[Region labeling items]
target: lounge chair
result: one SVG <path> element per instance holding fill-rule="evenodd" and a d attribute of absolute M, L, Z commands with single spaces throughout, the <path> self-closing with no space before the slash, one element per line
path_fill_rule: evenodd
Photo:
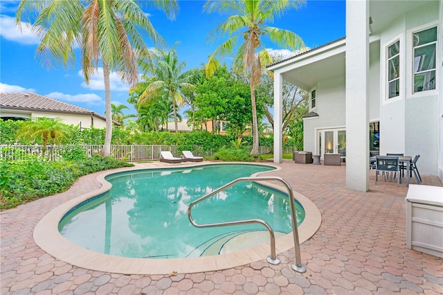
<path fill-rule="evenodd" d="M 161 162 L 165 163 L 181 163 L 183 162 L 183 159 L 181 158 L 176 158 L 172 156 L 171 152 L 169 151 L 161 151 L 160 152 L 161 154 L 161 157 L 160 158 Z"/>
<path fill-rule="evenodd" d="M 185 161 L 190 161 L 191 162 L 201 162 L 203 161 L 203 157 L 195 157 L 189 150 L 183 150 L 183 156 L 185 156 Z"/>

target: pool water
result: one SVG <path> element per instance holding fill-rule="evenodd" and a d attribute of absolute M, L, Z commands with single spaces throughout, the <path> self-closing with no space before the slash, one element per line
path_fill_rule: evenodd
<path fill-rule="evenodd" d="M 233 180 L 273 169 L 222 164 L 111 175 L 106 179 L 112 188 L 69 212 L 59 231 L 86 249 L 132 258 L 217 255 L 269 242 L 263 226 L 198 229 L 190 224 L 187 211 L 191 202 Z M 296 206 L 300 224 L 305 213 L 296 202 Z M 258 218 L 280 235 L 292 231 L 287 196 L 252 182 L 237 184 L 199 203 L 192 217 L 199 224 Z"/>

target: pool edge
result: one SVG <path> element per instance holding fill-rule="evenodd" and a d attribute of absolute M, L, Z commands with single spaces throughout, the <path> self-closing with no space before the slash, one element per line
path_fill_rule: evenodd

What is expected:
Print every one of the lines above word for word, leaving out the pictures.

Written answer:
target: lounge chair
result: one SVG <path> element per instance holding fill-rule="evenodd" and a d attribute of absolute M, L, Z commands with single spaces throughout, the <path> self-closing with no space before the slash, one element per line
path_fill_rule: evenodd
Photo:
<path fill-rule="evenodd" d="M 161 162 L 165 163 L 181 163 L 183 162 L 183 159 L 181 158 L 176 158 L 172 156 L 171 152 L 169 151 L 161 151 L 160 152 L 161 154 L 161 157 L 160 158 Z"/>
<path fill-rule="evenodd" d="M 185 161 L 190 161 L 191 162 L 201 162 L 203 161 L 203 157 L 195 157 L 189 150 L 183 150 L 183 156 L 185 156 Z"/>

target: pool water
result: one SVG <path> element per instance holding fill-rule="evenodd" and a d attribute of absolute M, L, Z commands with single spaces throughout, the <path> self-closing with no space before the slash, one element per line
path_fill_rule: evenodd
<path fill-rule="evenodd" d="M 233 180 L 273 169 L 222 164 L 111 175 L 106 179 L 112 188 L 69 212 L 59 231 L 86 249 L 132 258 L 217 255 L 269 242 L 263 226 L 198 229 L 190 224 L 187 211 L 191 202 Z M 296 206 L 300 224 L 305 213 L 296 202 Z M 258 218 L 280 235 L 292 231 L 287 196 L 252 182 L 237 184 L 199 203 L 192 217 L 199 224 Z"/>

target: pool edge
result: one SVG <path> element per instance holding fill-rule="evenodd" and a d attribute of absolute M, L, Z commands with single spaces throughout, the <path> self-closing with no space before the slash, one element per line
path_fill_rule: evenodd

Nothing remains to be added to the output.